* **Excerpted passage**:

◆ ◆ ◆ ◆ ◆

You're 1) trying to self medicate, and 2) asking random strangers on the internet to recommend prescription drugs. Don't do this. Besides, dental insurance is almost bound to be cheaper than COBRA, which charges ridiculous, even punitive premiums. Call around for quotes for dental insurance and do this the right way.

valkyryn

I'm sorry if my question comes off as quest for self-medication. My intention is to get some feedback from other dentalphobes on drugs which worked for them that a dentist can prescribe.

goofyfoot

I don't know anything about the drugs, but I just had my crown finished last week, and it was nothing. All they're really doing is cementing it in place.

MexicanYenta

Why not just ask for lorazepam again?

PhoBWanKenobi

I am not your dentist nor your doctor nor your pharmacist...but FWIW....I'm a hardcore dental-phobe, too, but my most recent trips to my dentist have been blissfully anxiety-free, thanks to (prescribed, legal) sub-lingual Halcion (http://en.wikipedia.org/wiki/Triazolam). It didn't quite render me unconscious, but it did put me in a state of utter relaxation and I just didn't care what the dentist was doing. Had a friend drive me home, slept it off for a few hours, and have virtually no memory of anything that happened in The Chair. YMMV>

davidmsc

Yeah Halcion really makes the dentist not scary at all - I had it for my first root canal. But it's sort of like using a bazooka gun to kill an ant. That stuff is strong. Actually, it kind of makes the dentist so un-scary that it goes back to being scary again because you're so drugged. I'd suggest switching dentists -- tell your dentist that you really need nitrous oxide and that you have to go to someone who uses it; s/he'll understand. Nitrous oxide was plenty strong enough for me and to be honest Halcion was a bit much for a root canal. I am super, super anxious about the dentist and have actually cleared out a waiting room on more than one occasion with my screams (seriously) so if the nitrous works for me, it should work for you.

k8lin

Not a meds recommendation, but my dental anxiety has been significantly reduced at dentists that had TV in the ceiling. Having the distraction, and maybe more importantly having my hearing blocked, always makes a huge difference. (I get twitchy even during cleanings.) You might consider taking your iPod or whatever; a Walkman made my horrible dentist bearable during my high school days.

epersonae

Can you at least wear headphones? That can help a lot. I'd also switch dentists to one that has the gas. There are ones that will put you completely under (for severe phobias), but I don't think the risk is worth it when the gas should be fine.

◆ ◆ ◆ ◆ ◆

* **Material provided**:
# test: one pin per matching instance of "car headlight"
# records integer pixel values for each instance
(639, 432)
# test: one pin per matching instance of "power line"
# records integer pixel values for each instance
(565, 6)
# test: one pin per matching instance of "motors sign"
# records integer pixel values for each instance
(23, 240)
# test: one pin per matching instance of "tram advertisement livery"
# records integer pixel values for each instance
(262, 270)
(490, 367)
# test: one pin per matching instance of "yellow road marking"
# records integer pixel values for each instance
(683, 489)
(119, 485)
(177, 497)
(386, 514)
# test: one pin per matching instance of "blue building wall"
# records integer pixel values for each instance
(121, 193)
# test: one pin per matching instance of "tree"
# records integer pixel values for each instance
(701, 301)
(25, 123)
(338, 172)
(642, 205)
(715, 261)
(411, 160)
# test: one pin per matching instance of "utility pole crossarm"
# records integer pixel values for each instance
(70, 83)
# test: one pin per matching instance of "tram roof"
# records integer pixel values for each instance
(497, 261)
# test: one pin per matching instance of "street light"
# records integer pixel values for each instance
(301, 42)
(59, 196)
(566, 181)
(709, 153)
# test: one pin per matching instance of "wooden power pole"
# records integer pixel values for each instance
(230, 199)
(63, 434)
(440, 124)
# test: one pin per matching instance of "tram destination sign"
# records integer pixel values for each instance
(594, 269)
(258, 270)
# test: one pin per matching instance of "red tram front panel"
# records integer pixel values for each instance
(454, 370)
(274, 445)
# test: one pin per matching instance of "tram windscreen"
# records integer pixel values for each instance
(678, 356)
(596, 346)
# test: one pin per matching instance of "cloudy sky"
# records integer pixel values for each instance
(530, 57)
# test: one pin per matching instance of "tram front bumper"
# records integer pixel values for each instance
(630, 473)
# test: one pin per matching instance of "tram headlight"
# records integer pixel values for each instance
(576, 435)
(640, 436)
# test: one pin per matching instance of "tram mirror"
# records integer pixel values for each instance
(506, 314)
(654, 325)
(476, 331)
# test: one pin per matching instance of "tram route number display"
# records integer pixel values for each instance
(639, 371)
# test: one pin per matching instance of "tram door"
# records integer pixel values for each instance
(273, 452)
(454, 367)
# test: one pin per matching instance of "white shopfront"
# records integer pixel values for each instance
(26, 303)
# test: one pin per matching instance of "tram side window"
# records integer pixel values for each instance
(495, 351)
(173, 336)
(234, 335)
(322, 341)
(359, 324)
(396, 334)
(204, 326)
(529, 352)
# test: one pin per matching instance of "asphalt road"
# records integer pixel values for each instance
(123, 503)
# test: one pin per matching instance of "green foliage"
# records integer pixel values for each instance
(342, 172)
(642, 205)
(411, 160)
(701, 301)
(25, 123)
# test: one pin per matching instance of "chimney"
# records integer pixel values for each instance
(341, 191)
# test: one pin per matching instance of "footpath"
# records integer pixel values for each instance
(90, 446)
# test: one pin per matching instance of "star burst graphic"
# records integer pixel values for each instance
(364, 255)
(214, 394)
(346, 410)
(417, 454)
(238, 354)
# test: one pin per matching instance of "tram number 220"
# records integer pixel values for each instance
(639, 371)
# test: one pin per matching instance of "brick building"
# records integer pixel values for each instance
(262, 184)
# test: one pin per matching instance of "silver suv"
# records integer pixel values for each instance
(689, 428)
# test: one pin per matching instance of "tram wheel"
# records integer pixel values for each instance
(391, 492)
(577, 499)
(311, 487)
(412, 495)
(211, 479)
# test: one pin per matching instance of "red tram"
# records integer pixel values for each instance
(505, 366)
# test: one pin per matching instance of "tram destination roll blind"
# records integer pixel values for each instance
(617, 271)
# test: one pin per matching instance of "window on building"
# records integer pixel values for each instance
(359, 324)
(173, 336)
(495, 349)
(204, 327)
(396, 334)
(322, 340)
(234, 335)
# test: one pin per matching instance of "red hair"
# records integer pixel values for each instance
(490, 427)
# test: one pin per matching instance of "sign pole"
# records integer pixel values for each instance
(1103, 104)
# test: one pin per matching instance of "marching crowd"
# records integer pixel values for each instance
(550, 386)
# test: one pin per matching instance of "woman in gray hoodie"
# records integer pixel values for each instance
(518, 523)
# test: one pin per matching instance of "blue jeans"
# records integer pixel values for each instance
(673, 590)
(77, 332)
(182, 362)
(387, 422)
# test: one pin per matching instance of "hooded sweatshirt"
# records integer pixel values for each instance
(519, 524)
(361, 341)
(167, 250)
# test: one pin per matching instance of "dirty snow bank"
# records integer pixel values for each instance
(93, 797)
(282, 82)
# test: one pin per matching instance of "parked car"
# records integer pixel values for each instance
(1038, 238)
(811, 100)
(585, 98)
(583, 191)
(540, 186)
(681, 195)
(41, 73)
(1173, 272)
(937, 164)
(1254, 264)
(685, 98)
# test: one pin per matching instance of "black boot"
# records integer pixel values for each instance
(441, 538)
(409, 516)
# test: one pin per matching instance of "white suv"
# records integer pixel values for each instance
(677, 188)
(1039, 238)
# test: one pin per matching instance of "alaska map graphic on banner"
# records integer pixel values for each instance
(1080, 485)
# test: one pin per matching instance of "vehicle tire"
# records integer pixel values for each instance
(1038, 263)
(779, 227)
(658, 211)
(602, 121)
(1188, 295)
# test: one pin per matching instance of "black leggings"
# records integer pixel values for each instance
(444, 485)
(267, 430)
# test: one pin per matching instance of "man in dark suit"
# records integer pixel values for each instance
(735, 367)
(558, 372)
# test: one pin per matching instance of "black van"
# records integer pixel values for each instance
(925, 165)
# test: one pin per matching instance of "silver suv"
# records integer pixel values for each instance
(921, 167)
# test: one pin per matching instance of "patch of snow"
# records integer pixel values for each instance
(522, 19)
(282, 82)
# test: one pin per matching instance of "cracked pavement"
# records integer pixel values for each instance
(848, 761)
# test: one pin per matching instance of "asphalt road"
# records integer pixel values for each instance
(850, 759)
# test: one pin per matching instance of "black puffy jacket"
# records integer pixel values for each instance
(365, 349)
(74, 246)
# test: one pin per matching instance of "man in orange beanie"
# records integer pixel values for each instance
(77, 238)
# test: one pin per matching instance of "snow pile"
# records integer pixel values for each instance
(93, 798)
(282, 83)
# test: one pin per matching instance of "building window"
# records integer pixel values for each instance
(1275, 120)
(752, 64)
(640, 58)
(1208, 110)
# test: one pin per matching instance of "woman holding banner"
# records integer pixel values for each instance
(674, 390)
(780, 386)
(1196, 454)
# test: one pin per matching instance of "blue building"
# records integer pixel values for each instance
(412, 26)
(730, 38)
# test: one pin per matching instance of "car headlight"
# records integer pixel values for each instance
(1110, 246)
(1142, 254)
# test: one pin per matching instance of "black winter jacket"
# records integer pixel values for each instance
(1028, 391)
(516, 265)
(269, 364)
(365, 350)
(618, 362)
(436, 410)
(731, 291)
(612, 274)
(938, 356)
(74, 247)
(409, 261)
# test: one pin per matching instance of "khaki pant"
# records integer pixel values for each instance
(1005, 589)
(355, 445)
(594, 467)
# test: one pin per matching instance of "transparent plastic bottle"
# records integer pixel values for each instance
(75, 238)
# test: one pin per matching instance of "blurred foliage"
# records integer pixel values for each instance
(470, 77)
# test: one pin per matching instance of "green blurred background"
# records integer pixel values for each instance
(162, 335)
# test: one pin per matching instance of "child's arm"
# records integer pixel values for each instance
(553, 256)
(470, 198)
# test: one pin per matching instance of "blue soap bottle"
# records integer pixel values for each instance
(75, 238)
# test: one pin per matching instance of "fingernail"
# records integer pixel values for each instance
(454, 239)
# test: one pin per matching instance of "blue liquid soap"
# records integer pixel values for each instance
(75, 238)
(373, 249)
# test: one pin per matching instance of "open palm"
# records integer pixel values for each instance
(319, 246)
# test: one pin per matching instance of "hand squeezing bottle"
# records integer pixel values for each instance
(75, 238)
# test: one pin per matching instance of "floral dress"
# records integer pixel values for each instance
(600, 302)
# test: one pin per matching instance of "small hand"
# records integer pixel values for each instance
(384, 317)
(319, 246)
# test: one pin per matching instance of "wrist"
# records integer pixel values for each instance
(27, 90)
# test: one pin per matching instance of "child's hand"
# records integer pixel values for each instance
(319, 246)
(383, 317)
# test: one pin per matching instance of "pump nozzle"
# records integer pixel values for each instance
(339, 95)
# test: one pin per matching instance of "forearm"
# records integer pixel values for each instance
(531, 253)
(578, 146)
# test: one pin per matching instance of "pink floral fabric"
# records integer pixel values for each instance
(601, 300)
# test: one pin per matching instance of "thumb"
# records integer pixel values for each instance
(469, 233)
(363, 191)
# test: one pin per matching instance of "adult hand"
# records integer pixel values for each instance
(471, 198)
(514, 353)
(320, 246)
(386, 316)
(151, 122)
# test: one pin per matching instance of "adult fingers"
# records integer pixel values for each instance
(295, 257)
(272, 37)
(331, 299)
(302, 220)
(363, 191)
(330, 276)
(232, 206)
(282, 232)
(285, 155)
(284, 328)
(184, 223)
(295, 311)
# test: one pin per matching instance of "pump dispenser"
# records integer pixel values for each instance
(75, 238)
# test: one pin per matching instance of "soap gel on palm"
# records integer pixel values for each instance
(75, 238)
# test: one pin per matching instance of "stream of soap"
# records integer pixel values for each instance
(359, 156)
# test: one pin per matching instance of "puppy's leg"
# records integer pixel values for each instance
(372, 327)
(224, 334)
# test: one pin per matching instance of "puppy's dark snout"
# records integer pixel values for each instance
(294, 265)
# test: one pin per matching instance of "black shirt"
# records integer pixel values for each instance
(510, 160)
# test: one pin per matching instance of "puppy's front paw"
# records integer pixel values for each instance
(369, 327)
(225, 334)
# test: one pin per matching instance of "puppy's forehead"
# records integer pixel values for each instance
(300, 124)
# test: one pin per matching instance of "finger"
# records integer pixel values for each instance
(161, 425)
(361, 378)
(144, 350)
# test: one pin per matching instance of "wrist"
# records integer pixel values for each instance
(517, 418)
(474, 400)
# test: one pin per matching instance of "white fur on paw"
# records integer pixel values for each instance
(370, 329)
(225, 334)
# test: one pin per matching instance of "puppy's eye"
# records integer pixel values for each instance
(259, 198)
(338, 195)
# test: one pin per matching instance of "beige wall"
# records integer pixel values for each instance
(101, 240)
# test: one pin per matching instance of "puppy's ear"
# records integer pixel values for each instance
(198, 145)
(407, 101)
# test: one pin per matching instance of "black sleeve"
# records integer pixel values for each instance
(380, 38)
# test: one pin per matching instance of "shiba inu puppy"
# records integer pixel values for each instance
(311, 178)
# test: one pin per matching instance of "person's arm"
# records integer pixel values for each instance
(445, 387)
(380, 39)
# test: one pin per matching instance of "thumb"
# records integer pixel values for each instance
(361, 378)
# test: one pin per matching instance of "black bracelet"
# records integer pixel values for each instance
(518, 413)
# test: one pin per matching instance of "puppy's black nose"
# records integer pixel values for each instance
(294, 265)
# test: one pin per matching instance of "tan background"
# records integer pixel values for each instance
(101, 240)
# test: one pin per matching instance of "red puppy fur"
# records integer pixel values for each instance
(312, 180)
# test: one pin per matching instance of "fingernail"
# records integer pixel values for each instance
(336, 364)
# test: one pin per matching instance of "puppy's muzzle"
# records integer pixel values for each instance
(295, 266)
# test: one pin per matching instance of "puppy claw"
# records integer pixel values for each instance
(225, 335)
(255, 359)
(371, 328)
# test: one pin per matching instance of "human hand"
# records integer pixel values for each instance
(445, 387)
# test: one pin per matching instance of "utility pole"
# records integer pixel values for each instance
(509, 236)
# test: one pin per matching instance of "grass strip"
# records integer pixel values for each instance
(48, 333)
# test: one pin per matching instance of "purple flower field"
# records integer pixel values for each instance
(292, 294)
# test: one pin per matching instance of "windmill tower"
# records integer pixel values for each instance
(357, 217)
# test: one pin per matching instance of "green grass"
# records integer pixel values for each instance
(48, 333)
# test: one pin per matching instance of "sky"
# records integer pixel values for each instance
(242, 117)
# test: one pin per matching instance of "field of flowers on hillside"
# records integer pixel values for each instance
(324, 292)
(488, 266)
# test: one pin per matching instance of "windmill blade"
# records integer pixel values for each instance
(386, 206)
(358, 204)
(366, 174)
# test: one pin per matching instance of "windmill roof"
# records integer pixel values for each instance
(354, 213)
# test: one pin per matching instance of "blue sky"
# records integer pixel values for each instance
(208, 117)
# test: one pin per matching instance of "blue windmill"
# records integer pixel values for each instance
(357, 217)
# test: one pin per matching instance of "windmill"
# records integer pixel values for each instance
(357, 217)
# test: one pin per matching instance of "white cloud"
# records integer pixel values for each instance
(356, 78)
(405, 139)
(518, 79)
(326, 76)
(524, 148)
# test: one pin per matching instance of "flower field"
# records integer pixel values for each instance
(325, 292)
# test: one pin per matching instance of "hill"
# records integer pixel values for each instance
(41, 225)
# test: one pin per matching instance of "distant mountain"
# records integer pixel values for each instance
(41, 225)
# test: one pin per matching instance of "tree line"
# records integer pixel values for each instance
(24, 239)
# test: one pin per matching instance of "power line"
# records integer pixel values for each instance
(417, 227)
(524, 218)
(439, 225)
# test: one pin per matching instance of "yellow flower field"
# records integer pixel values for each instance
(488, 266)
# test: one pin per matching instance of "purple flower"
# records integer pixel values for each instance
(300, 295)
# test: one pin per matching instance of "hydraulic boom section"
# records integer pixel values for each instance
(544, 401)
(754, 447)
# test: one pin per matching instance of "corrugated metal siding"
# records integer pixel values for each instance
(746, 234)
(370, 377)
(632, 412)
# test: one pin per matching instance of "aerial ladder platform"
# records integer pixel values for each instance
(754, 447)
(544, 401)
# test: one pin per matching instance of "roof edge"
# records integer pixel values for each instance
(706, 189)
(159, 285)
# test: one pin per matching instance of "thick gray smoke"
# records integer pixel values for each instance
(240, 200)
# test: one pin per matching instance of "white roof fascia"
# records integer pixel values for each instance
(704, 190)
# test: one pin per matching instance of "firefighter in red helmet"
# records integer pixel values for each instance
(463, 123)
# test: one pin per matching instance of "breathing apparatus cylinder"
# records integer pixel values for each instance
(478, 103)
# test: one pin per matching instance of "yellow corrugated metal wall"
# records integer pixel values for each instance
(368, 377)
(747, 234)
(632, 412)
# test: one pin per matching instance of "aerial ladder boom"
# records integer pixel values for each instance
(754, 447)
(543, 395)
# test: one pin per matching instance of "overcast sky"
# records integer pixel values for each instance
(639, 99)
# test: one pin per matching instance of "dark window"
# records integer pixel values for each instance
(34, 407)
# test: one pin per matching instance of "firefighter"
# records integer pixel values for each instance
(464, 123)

◆ ◆ ◆ ◆ ◆

* **Work request A**:
Decide whether each statement agrees with the dental-anxiety thread, answering yes or no and quoting the words that settle it: (i) the commenter who took Halcion was left fully unconscious; (ii) one commenter calls Halcion more than was needed for a root canal; (iii) one commenter credits a Walkman with making a dentist bearable in high school.
* **Work request B**:
In the dental-anxiety thread, take the passage that begins at the words "I don't know" and stops after "for lorazepam again?", and give it again with "filling" substituted for "crown".

* **Exercise solution A**:
(i) No: "It didn't quite render me unconscious"
(ii) Yes: "Halcion was a bit much for a root canal"
(iii) Yes: "a Walkman made my horrible dentist bearable during my high school days"

* **Exercise solution B**:
I don't know anything about the drugs, but I just had my filling finished last week, and it was nothing. All they're really doing is cementing it in place.

MexicanYenta

Why not just ask for lorazepam again?